* _Il tuo compito_:
Nel brano sul Natale si dice che a Natale Dio decide di avere uno sguardo e un volto. Spiega perché, usando la ragione che dà il brano stesso.
**** Brano da leggere
Sopravvivere al Natale, dicevamo.
Facile a dirsi, meno a farsi, travolti come siamo dalle cose che incombono, dalle scadenze, dal tempo che non è mai sufficiente per vivere; ma ci è urgente, necessario, vitale provare a vivere questo Natale con verità, disfarci o rendere innocuo il natale tarocco per far diventare la nostra vita una piccola Betlemme, non per giocare al bambinello che nasce nella grotta, ma per accendere la luce disarmante di Dio nel nostro cuore.
Dicevamo di come lo zucchero e la melassa che hanno reso Natale insopportabile siano, in realtà, un modo per fuggire l’orribile senso di colpa che ha colpito l’umanità dopo avere rifiutato Dio.
Non è andata molto bene, la prima volta, con questo Dio che è venuto in mezzo a noi e noi distratti a lamentarci della sua assenza… Non c’è molto da festeggiare, facendo memoria di quell’evento, ma di cogliere l’ammonimento a non perderci Dio, di nuovo.

Il vero volto di Dio
Natale svela in modo definitivo il vero volto di Dio, così diverso dal volto corrucciato che ci raffiguriamo, così diverso dal Dio dell’abitudine che riempie le nostre lente comunità.
Natale è Dio che, stanco di essere male interpretato, decide di avere uno sguardo e un volto per potersi spiegare, raccontare e ci pone dinnanzi all’evidenza disarmante di Dio.
Dio non è come ce lo immaginavamo, né distante, né severo, né manipolabile, né folle.
Dio si fa povero per amarci.
Isaia, il profeta dell’Avvento, parla al popolo in esilio in Babilonia, da decenni. Si rivolge ad un popolo scoraggiato, molto simile al popolo di discepoli che incontro attraverso la rete, un popolo che non ha più fiducia, che constata come le promesse di Dio non si sono realizzate, che nulla è cambiato nella Storia, malgrado la presenza del Dio di Israele.
E Isaia profetizza, consola, invita a disegnare una strada che scavalchi i burroni dell’indifferenza, che spiani le alture dell’arroganza.
********
**** Record mostrati
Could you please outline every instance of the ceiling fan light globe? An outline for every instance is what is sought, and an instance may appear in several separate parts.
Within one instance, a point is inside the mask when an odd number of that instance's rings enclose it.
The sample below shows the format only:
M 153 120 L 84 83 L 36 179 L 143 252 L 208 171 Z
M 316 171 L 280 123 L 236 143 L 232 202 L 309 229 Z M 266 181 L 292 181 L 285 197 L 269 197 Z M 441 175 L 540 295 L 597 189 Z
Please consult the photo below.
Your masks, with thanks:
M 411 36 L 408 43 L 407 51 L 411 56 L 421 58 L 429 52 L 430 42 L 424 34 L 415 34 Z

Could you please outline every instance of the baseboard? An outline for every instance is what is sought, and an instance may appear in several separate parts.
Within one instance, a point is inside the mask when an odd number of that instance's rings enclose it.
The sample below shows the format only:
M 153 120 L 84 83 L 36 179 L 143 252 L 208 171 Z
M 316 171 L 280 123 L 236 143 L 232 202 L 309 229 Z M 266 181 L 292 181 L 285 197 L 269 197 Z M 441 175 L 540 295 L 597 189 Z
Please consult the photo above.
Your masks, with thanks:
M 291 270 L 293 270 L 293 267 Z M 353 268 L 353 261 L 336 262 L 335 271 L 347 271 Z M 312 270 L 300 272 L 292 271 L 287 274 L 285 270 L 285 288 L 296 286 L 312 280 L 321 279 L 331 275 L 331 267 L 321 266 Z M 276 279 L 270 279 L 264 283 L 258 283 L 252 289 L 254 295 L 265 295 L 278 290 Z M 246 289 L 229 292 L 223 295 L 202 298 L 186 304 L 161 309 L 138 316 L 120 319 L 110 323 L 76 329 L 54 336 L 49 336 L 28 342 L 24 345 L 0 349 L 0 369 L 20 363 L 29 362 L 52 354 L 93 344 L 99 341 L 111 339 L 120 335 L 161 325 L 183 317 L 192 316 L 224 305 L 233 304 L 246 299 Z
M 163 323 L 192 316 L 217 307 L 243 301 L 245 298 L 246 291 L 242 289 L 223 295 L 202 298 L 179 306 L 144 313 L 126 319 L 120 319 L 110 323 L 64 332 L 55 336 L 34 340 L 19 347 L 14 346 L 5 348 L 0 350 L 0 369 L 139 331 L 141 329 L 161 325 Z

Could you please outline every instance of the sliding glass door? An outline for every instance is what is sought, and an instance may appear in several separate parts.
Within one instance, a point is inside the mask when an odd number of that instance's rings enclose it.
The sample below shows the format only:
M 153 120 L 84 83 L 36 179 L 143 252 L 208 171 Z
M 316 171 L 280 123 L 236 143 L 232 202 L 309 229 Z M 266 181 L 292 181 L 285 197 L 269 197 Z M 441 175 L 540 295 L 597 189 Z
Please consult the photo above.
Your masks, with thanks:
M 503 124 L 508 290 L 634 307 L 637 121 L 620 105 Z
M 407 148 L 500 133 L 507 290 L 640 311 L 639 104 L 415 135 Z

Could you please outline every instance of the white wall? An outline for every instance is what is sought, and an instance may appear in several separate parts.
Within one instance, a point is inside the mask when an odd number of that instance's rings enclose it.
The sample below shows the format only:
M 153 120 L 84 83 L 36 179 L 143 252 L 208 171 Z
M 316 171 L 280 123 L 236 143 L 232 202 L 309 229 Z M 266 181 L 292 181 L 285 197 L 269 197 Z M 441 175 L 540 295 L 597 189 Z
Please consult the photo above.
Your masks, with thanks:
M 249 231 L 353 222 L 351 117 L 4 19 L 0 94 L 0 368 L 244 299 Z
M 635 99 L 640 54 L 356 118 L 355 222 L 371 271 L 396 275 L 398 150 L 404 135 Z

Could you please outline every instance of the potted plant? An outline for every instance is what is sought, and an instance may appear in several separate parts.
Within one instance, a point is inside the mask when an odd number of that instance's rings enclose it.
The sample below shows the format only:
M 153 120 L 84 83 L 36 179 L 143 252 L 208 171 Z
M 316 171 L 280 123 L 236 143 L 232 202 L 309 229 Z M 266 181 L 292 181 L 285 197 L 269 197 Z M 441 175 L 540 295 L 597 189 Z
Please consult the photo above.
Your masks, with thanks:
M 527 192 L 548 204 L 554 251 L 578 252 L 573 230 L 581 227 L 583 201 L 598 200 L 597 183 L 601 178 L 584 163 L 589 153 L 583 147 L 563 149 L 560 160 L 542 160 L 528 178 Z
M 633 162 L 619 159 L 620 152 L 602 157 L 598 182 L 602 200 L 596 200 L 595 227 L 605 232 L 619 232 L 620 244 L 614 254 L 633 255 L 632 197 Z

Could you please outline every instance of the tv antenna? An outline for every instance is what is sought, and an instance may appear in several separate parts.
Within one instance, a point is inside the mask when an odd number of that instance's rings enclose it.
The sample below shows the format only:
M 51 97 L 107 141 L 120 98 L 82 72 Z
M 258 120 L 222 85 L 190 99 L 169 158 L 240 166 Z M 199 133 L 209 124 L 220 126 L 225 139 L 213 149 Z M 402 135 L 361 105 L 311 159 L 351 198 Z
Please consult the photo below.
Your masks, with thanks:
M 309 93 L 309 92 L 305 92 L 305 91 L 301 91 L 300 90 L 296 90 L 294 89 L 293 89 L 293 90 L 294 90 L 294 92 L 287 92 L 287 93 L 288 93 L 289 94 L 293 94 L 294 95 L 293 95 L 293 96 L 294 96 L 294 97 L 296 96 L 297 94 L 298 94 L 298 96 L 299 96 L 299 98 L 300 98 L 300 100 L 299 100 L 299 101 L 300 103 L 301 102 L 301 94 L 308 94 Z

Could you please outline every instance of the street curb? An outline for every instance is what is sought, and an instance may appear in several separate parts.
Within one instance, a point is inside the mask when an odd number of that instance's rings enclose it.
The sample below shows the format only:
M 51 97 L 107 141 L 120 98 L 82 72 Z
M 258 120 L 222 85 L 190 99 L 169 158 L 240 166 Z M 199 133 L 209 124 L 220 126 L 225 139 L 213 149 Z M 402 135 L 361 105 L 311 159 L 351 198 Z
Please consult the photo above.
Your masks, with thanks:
********
* _Risultato_:
Dio è stanco di essere male interpretato. Per questo decide di avere uno sguardo e un volto: così può spiegarsi e raccontarsi, e ci mette davanti all'evidenza disarmante di Dio.